## [Stored records]
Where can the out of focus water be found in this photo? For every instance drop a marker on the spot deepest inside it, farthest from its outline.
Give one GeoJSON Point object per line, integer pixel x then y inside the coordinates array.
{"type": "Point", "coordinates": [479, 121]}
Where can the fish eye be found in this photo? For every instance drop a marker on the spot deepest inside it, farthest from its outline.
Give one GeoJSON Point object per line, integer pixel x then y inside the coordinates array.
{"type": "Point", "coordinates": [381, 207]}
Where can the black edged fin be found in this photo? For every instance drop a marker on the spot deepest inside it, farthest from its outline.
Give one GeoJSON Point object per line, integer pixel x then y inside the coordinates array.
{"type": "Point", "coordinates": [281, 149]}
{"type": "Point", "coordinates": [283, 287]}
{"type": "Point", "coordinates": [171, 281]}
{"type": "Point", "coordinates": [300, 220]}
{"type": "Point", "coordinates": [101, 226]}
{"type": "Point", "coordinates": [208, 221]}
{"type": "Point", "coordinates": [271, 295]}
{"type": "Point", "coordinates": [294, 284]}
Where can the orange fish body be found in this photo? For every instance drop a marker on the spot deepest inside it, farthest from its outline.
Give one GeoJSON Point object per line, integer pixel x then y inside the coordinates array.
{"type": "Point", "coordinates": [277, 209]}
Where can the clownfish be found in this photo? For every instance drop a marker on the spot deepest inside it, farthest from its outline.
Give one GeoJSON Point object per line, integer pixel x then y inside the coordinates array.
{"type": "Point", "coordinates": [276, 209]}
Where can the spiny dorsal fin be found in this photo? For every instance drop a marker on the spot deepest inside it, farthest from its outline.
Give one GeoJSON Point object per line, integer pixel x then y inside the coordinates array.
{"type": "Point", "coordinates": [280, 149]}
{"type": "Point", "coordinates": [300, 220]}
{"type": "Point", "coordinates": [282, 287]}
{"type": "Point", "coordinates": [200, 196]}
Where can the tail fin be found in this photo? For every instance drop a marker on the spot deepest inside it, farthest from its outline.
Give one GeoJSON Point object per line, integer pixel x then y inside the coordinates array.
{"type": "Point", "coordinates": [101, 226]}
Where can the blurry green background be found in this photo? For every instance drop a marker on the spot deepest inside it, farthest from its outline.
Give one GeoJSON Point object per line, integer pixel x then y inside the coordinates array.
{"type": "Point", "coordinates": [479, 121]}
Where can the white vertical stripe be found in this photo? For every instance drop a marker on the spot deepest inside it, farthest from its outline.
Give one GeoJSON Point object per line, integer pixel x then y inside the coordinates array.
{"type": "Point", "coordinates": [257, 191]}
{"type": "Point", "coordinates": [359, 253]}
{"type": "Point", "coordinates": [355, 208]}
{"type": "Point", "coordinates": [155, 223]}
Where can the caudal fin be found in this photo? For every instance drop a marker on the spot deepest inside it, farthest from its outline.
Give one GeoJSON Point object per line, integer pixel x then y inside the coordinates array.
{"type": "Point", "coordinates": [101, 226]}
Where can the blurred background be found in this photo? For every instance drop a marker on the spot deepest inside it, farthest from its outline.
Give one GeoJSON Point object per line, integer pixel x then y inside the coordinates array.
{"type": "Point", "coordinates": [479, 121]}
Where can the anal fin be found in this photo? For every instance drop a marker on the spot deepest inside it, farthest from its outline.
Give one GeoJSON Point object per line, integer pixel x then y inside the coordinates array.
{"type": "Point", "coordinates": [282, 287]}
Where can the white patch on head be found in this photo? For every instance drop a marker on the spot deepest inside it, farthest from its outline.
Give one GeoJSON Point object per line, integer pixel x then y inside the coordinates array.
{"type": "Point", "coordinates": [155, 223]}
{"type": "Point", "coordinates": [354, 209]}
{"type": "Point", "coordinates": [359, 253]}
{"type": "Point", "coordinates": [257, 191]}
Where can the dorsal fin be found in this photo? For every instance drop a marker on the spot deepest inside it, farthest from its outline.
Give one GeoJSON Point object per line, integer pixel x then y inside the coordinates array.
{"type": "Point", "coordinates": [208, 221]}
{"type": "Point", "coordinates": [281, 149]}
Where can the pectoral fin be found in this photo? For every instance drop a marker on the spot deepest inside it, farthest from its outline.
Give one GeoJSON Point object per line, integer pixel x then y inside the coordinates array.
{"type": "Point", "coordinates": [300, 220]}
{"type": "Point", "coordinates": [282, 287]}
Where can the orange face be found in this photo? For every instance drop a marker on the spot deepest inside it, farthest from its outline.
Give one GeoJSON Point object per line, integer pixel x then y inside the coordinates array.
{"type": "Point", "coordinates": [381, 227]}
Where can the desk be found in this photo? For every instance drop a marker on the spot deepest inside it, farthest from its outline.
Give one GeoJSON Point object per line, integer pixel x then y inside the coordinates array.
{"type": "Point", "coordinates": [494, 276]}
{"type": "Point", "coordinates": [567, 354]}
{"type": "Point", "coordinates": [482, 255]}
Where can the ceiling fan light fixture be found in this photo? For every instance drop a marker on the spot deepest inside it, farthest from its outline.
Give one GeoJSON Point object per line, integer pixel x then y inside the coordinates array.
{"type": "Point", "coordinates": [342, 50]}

## [Required task]
Render all of the material above as a numbered list, omitting any blank lines.

## [Answer below]
1. Where can the out of focus water be found in this photo? For every instance drop a marker on the spot deepest inside it, farthest from its outline.
2. Give one GeoJSON Point object per line, integer pixel x then y inside the coordinates array.
3. {"type": "Point", "coordinates": [479, 121]}
4. Where can the fish eye be found in this photo? For every instance drop a marker on the spot deepest inside it, farthest from its outline.
5. Give one GeoJSON Point object per line, integer pixel x then y inside the coordinates array.
6. {"type": "Point", "coordinates": [381, 207]}
7. Where can the black edged fin be found in this photo? For every instance drop a marker on the spot deepest inside it, farthest from its outline.
8. Give one GeoJSON Point object per line, integer pixel x then y inside the coordinates array.
9. {"type": "Point", "coordinates": [281, 149]}
10. {"type": "Point", "coordinates": [283, 287]}
11. {"type": "Point", "coordinates": [171, 281]}
12. {"type": "Point", "coordinates": [300, 220]}
13. {"type": "Point", "coordinates": [101, 226]}
14. {"type": "Point", "coordinates": [208, 221]}
15. {"type": "Point", "coordinates": [271, 295]}
16. {"type": "Point", "coordinates": [294, 284]}
17. Where can the orange fish body be found in this photo? For every instance drop a marker on the spot deepest inside it, farthest from its outline.
18. Give one GeoJSON Point object per line, integer pixel x then y inside the coordinates array.
19. {"type": "Point", "coordinates": [277, 209]}
20. Where can the clownfish be found in this photo? For every instance drop a marker on the spot deepest inside it, farthest from its outline.
21. Give one GeoJSON Point object per line, integer pixel x then y inside the coordinates array.
22. {"type": "Point", "coordinates": [276, 209]}
23. Where can the spiny dorsal fin be found in this photo? For every instance drop a marker on the spot deepest inside it, farthest from its outline.
24. Give one GeoJSON Point object per line, integer pixel x then y inside the coordinates array.
25. {"type": "Point", "coordinates": [280, 149]}
26. {"type": "Point", "coordinates": [300, 220]}
27. {"type": "Point", "coordinates": [282, 287]}
28. {"type": "Point", "coordinates": [200, 196]}
29. Where can the tail fin be found in this photo? For every instance drop a marker on the spot deepest inside it, farthest from its outline.
30. Give one GeoJSON Point object per line, integer pixel x then y inside the coordinates array.
31. {"type": "Point", "coordinates": [101, 226]}
32. Where can the blurry green background be found in this photo? For every instance drop a marker on the spot deepest inside it, farthest from its outline.
33. Give one GeoJSON Point object per line, integer pixel x then y inside the coordinates array.
34. {"type": "Point", "coordinates": [479, 121]}
35. Where can the white vertical stripe be found in this photo? For every instance drop a marker on the spot deepest inside it, farthest from its outline.
36. Give one GeoJSON Point object per line, integer pixel x then y inside the coordinates array.
37. {"type": "Point", "coordinates": [257, 191]}
38. {"type": "Point", "coordinates": [359, 253]}
39. {"type": "Point", "coordinates": [355, 208]}
40. {"type": "Point", "coordinates": [155, 223]}
41. Where can the caudal fin be found in this photo? For every instance drop a marker on the spot deepest inside it, farthest from its outline.
42. Give one GeoJSON Point object per line, integer pixel x then y inside the coordinates array.
43. {"type": "Point", "coordinates": [101, 226]}
44. Where can the blurred background be found in this photo? For every instance drop a marker on the spot deepest inside it, farthest from its outline.
45. Give one GeoJSON Point object per line, integer pixel x then y inside the coordinates array.
46. {"type": "Point", "coordinates": [479, 121]}
47. Where can the anal fin be found in this photo? For every instance drop a marker on the spot deepest inside it, farthest from its outline.
48. Give one GeoJSON Point object per line, integer pixel x then y inside the coordinates array.
49. {"type": "Point", "coordinates": [282, 287]}
50. Where can the white patch on head be found in this photo? For every instance drop a marker on the spot deepest inside it, farthest from its outline.
51. Give one GeoJSON Point object per line, integer pixel x then y inside the coordinates array.
52. {"type": "Point", "coordinates": [155, 223]}
53. {"type": "Point", "coordinates": [354, 209]}
54. {"type": "Point", "coordinates": [359, 253]}
55. {"type": "Point", "coordinates": [257, 191]}
56. Where can the dorsal fin be found in this photo? For every instance drop a marker on the spot deepest inside it, farthest from its outline.
57. Give one GeoJSON Point object per line, integer pixel x then y inside the coordinates array.
58. {"type": "Point", "coordinates": [208, 221]}
59. {"type": "Point", "coordinates": [281, 149]}
60. Where can the pectoral fin be found in this photo? For every instance drop a marker on the spot deepest inside it, farthest from its outline.
61. Give one GeoJSON Point object per line, integer pixel x then y inside the coordinates array.
62. {"type": "Point", "coordinates": [300, 220]}
63. {"type": "Point", "coordinates": [282, 287]}
64. Where can the orange face be found in this photo? For every instance drop a marker on the spot deepest inside it, farthest from its outline.
65. Give one GeoJSON Point object per line, integer pixel x then y inside the coordinates array.
66. {"type": "Point", "coordinates": [381, 227]}
67. Where can the desk be found in this photo? For every instance drop a marker on the spot deepest inside it, farthest from its outline.
68. Give one GeoJSON Point object per line, integer pixel x then y inside the coordinates array.
69. {"type": "Point", "coordinates": [494, 276]}
70. {"type": "Point", "coordinates": [567, 354]}
71. {"type": "Point", "coordinates": [482, 255]}
72. Where can the ceiling fan light fixture be found in this photo? For every instance drop a marker on the spot deepest inside it, farthest from its outline.
73. Give one GeoJSON Point object per line, integer pixel x then y inside the coordinates array.
74. {"type": "Point", "coordinates": [342, 50]}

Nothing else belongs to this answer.